#### What you will do
List every line of the data below that contains the word "bamboo".

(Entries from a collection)

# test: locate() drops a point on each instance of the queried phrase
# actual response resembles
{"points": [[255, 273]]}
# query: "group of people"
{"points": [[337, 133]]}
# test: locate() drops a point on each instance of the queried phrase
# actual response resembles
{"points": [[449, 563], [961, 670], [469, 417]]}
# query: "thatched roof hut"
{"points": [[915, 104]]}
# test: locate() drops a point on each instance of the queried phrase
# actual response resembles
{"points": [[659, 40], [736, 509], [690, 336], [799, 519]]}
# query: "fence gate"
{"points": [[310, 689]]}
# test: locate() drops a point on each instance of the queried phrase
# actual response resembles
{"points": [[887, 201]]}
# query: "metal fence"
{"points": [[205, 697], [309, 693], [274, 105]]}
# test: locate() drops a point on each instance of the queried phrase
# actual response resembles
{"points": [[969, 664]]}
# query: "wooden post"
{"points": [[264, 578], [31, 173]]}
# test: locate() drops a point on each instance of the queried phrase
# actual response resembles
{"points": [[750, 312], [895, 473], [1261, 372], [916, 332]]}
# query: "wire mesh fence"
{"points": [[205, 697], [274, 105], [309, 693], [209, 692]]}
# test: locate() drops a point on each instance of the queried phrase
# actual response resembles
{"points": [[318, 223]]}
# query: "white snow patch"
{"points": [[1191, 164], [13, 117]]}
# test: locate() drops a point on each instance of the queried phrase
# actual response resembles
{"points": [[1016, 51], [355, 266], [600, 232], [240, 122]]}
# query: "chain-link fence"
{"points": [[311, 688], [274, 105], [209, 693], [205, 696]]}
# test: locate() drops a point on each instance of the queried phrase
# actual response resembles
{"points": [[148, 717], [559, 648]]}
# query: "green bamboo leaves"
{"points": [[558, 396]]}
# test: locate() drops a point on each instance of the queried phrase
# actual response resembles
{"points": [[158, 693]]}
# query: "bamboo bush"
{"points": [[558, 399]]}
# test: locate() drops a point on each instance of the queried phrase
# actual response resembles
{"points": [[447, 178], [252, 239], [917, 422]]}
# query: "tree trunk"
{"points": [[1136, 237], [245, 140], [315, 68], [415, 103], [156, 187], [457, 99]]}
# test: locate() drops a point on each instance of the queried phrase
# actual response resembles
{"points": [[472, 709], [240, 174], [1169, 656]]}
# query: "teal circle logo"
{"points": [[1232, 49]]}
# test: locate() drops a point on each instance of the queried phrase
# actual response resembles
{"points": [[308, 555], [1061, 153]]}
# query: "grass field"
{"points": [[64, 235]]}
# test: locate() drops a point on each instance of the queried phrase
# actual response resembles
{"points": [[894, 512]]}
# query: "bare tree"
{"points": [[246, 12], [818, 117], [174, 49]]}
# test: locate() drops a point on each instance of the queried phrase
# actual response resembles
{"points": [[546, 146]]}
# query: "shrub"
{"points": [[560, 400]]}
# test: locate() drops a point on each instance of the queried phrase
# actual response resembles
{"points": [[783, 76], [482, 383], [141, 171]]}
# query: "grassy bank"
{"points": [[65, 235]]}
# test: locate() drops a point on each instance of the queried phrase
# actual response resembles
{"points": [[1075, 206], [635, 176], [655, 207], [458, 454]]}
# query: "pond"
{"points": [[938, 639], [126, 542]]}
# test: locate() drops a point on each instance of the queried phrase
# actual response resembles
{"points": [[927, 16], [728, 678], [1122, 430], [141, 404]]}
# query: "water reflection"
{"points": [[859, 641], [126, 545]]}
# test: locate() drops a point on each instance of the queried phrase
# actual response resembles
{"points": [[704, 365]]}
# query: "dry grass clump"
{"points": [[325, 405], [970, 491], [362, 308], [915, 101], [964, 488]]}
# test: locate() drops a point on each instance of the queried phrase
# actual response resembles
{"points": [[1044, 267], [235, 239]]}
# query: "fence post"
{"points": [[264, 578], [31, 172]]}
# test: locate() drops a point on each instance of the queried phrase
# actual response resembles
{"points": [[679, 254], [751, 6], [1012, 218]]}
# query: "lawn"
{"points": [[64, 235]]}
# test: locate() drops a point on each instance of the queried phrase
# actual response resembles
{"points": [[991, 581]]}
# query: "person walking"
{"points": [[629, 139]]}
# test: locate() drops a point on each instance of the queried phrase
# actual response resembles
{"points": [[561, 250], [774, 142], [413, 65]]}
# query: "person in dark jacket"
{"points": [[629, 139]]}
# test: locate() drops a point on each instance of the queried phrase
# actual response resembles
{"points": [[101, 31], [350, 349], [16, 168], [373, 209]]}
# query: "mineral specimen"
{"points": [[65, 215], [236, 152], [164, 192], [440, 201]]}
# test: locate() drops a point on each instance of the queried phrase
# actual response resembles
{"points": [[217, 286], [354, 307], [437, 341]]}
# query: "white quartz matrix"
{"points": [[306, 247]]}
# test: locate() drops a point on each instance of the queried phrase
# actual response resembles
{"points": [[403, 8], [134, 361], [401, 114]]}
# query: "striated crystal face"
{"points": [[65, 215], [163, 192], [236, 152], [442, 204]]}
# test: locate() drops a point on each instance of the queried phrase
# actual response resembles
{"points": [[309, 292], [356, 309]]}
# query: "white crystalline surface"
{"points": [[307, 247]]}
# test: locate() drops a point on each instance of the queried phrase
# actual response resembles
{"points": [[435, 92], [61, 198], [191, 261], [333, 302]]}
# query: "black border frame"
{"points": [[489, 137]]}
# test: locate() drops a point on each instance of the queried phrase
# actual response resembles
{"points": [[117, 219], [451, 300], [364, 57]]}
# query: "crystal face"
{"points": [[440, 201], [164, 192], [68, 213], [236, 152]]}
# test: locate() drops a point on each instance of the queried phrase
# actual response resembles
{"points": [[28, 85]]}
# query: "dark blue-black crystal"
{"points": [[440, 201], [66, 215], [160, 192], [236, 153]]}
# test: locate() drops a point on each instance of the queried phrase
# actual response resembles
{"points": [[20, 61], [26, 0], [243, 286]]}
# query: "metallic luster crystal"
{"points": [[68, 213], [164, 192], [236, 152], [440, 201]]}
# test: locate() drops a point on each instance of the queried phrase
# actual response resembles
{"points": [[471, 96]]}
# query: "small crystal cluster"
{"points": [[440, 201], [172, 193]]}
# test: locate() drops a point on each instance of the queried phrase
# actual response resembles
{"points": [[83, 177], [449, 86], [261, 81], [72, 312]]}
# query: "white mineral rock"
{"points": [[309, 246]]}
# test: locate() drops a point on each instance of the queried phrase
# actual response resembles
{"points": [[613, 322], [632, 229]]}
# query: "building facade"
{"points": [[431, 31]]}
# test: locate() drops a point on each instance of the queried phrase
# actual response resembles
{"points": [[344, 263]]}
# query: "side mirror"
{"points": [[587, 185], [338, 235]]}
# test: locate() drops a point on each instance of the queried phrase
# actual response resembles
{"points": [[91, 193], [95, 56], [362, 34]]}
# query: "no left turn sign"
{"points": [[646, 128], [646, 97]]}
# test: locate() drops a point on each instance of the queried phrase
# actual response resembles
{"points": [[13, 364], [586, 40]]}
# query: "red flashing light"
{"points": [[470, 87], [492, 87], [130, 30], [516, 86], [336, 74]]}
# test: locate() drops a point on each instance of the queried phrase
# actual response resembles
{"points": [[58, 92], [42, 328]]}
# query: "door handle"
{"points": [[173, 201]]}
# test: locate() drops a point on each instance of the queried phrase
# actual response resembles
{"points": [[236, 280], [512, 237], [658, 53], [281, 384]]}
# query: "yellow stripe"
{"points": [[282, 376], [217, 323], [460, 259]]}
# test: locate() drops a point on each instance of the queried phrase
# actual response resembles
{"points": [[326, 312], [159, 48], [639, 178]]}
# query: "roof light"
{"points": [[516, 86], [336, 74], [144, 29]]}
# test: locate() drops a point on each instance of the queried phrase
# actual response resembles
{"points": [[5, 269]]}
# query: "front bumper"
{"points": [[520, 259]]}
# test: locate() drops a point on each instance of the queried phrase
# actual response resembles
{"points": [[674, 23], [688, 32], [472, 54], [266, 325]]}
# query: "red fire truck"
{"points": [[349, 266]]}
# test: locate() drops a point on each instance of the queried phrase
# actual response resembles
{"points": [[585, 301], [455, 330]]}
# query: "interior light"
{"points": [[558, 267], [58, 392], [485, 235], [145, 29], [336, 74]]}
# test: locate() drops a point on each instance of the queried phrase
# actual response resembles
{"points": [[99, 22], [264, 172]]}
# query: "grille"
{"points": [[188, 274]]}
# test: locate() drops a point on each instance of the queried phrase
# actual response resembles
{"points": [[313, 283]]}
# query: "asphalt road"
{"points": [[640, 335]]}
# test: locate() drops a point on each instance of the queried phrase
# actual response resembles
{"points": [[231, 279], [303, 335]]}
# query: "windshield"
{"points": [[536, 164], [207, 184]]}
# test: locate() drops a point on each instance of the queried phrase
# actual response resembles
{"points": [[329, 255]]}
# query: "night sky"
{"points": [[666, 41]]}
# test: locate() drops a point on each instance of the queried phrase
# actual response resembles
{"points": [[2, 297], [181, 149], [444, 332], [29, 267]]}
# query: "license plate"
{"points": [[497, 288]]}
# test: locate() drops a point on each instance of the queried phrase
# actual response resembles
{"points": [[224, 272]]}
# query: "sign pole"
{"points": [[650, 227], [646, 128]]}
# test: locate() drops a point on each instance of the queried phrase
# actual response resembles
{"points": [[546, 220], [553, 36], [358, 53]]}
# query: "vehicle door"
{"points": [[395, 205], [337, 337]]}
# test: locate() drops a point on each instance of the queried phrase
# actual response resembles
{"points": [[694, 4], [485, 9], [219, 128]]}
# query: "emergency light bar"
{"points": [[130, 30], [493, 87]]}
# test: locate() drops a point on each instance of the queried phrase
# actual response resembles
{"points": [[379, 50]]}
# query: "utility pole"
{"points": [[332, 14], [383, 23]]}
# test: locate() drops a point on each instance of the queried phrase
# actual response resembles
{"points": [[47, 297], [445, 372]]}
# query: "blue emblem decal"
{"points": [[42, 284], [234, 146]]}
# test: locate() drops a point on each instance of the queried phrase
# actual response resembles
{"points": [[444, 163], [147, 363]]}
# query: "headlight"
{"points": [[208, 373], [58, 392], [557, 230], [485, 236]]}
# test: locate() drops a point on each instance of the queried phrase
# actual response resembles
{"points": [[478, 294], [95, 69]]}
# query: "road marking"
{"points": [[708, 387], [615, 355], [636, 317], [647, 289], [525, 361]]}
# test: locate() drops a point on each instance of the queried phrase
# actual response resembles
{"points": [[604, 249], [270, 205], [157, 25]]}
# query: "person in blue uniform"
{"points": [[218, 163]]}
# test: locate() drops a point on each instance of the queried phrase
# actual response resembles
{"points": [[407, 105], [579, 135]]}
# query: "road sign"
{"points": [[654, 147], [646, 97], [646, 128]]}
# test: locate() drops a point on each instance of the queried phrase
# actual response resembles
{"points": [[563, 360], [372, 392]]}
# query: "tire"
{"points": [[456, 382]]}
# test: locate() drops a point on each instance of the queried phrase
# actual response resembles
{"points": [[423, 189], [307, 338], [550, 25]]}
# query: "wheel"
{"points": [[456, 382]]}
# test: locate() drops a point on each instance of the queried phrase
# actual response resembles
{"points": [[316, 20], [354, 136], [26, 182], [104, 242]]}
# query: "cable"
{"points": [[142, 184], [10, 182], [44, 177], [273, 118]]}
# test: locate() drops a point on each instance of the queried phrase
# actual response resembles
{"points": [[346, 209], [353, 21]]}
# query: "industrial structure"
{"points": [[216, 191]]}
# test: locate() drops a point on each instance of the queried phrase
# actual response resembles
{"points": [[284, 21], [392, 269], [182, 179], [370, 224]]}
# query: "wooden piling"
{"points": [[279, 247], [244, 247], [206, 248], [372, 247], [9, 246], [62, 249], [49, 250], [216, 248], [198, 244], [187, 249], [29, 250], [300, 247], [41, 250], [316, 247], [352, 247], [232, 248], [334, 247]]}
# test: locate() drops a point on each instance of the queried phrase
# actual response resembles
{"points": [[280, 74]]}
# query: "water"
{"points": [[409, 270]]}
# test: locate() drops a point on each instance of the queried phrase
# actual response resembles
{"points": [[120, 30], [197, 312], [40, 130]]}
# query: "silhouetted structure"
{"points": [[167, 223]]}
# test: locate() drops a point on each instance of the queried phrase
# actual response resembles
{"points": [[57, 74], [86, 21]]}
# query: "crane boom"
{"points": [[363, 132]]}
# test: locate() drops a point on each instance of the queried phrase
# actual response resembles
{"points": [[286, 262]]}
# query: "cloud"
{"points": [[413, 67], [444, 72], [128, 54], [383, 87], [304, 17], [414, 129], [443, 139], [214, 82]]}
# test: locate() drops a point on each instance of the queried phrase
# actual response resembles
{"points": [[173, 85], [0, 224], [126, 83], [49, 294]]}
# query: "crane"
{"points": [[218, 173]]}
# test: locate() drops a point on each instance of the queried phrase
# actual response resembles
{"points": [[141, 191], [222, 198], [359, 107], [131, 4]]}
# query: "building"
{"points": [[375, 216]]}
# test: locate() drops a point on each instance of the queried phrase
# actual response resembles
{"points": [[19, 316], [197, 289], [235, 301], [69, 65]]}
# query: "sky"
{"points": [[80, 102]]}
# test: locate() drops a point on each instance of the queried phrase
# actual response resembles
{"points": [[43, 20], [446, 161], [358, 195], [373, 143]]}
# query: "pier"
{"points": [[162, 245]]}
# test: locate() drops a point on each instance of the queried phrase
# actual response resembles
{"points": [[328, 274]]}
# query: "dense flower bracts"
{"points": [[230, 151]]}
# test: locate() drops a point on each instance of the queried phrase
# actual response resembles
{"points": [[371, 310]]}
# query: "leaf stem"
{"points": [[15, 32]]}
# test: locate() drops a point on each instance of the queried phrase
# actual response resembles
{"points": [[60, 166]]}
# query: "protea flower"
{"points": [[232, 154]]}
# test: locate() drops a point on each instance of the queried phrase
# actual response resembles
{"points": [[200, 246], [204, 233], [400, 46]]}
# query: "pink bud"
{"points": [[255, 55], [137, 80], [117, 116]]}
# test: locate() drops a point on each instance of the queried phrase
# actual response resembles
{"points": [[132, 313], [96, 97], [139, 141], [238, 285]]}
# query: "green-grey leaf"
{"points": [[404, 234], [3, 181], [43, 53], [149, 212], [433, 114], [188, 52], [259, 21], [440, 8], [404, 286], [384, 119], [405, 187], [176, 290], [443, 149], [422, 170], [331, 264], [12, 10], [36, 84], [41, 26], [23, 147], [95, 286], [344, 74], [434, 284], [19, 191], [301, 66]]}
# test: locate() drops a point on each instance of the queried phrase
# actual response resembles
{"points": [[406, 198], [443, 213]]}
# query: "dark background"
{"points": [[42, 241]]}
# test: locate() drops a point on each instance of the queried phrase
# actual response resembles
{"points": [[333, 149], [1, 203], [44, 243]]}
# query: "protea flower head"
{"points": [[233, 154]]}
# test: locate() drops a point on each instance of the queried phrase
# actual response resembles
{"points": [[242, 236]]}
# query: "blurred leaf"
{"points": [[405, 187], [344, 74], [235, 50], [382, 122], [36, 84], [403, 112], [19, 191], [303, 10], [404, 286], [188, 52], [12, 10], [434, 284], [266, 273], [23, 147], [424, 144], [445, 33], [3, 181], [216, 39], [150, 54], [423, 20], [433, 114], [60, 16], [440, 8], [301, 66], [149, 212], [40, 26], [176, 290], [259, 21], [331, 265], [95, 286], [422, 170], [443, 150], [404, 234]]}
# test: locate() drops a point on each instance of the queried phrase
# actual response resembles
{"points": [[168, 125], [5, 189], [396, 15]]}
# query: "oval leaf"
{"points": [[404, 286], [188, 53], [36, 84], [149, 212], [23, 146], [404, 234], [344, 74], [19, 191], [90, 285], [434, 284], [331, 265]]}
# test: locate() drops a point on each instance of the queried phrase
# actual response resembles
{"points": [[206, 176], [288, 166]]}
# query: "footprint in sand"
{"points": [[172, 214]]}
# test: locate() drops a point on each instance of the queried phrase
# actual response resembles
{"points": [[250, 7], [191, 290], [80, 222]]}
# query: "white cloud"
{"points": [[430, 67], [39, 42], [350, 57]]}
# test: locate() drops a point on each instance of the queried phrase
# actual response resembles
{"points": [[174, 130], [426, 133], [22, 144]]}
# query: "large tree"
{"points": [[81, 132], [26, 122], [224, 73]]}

#### The response
# query: "green bamboo leaves"
# query: "bamboo bush"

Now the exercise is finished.